● **WHAT THE TASK REQUIRES**:
Collect each line in the entries below that contains the word "image". Reproduce those lines in the order they appear.

===== RECORDS PROVIDED =====

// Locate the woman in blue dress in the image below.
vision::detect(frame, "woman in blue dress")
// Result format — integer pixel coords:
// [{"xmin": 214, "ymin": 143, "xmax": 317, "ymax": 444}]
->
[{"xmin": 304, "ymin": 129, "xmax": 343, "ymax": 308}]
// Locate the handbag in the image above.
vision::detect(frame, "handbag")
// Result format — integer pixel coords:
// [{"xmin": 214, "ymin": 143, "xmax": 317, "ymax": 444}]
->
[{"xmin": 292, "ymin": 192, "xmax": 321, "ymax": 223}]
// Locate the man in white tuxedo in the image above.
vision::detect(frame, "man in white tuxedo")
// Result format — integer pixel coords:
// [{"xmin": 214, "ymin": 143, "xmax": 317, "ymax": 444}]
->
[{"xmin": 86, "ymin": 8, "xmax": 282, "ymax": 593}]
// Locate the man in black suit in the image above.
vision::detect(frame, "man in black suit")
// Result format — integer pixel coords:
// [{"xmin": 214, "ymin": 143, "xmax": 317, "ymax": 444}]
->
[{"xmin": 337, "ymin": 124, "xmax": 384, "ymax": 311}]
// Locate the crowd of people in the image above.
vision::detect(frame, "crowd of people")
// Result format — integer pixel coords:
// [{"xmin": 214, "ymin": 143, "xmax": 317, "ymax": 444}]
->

=====

● **ANSWER FOR THIS EXERCISE**:
// Locate the woman in blue dress in the image below.
// Locate the handbag in the image above.
// Locate the man in white tuxedo in the image above.
// Locate the man in black suit in the image above.
// Locate the crowd of people in the image above.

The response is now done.